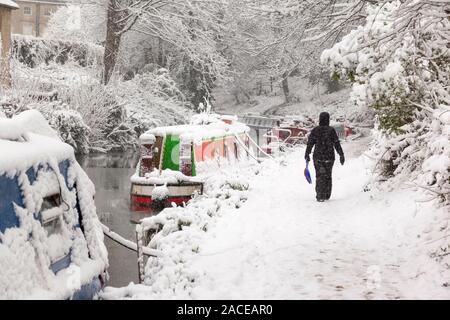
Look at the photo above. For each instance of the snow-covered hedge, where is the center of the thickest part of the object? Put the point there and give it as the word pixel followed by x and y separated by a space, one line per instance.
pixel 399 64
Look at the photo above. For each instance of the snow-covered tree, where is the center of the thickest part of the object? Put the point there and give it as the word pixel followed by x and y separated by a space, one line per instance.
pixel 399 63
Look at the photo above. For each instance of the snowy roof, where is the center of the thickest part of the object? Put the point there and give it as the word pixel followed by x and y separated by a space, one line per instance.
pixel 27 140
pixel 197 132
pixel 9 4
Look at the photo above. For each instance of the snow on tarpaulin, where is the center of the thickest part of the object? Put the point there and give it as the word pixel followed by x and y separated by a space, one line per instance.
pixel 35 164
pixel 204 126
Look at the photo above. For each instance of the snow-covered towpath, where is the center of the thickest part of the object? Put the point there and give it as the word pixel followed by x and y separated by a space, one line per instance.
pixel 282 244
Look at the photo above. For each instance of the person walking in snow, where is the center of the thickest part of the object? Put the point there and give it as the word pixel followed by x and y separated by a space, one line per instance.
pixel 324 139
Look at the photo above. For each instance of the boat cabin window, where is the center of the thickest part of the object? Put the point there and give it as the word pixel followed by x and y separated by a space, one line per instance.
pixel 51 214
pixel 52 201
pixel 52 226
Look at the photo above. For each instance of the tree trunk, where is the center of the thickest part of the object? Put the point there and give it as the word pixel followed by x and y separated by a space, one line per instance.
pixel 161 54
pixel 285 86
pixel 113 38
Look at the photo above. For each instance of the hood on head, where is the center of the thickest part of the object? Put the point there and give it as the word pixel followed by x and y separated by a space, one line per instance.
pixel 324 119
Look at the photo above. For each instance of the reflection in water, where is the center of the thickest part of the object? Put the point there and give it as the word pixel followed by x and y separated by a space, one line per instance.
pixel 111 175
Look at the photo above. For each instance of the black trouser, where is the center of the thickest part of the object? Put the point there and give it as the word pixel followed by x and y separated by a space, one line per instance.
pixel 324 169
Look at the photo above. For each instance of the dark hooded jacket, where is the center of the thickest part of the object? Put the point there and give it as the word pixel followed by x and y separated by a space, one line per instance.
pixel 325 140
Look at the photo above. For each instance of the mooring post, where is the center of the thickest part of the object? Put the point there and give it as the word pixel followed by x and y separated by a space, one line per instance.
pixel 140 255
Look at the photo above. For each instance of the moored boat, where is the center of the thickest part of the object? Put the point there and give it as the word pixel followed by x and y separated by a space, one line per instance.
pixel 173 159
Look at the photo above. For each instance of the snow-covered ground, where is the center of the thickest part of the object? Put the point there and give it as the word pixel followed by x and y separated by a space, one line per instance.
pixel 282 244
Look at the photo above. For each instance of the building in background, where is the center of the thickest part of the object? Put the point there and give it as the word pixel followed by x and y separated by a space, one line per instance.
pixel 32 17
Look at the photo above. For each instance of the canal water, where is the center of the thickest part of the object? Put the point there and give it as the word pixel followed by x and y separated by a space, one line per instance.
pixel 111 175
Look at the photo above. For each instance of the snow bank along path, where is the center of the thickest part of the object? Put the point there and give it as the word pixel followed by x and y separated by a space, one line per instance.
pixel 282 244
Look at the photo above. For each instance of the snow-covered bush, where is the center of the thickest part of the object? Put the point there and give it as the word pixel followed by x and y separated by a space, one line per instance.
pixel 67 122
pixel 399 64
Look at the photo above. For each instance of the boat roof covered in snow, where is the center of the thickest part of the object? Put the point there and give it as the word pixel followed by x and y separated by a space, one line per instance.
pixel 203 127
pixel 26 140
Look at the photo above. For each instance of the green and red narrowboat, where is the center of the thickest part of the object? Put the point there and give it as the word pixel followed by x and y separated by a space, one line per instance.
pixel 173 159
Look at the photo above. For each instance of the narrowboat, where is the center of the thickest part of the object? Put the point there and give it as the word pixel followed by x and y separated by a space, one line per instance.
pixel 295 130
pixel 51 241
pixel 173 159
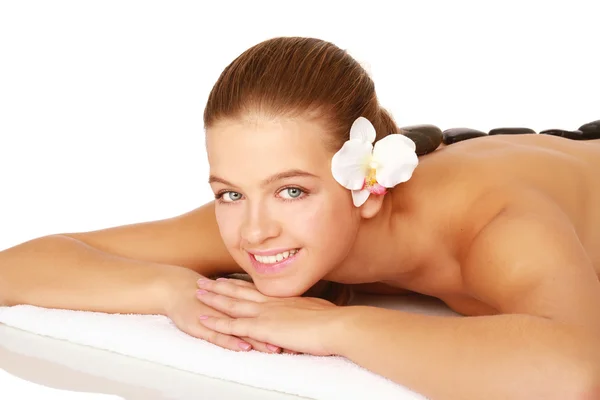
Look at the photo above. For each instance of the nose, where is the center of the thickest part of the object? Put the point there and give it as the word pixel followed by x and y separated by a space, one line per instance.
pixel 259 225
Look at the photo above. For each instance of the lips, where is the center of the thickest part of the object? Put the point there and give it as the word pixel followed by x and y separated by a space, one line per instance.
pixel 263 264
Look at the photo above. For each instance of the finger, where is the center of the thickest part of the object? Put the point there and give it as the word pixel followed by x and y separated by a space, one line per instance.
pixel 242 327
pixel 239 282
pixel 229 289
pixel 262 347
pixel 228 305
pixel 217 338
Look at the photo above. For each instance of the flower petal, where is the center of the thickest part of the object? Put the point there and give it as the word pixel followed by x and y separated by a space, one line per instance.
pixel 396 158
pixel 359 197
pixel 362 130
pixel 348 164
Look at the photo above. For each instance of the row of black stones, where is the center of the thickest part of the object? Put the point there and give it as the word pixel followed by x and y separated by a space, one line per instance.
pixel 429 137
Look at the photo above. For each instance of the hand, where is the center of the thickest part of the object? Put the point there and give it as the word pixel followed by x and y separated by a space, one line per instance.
========================================================================
_Aim of the exercise_:
Copy the records above word for word, beginning at the line that contains "the boat cabin" and stopping after the line that contains "pixel 52 226".

_Solution to the problem_:
Look at the photo above. For each instance of the boat cabin window, where is the center of the thickest part of the object? Put the point there and give it as the word pixel followed by x and y separated by a space, one line per instance.
pixel 51 214
pixel 52 201
pixel 52 226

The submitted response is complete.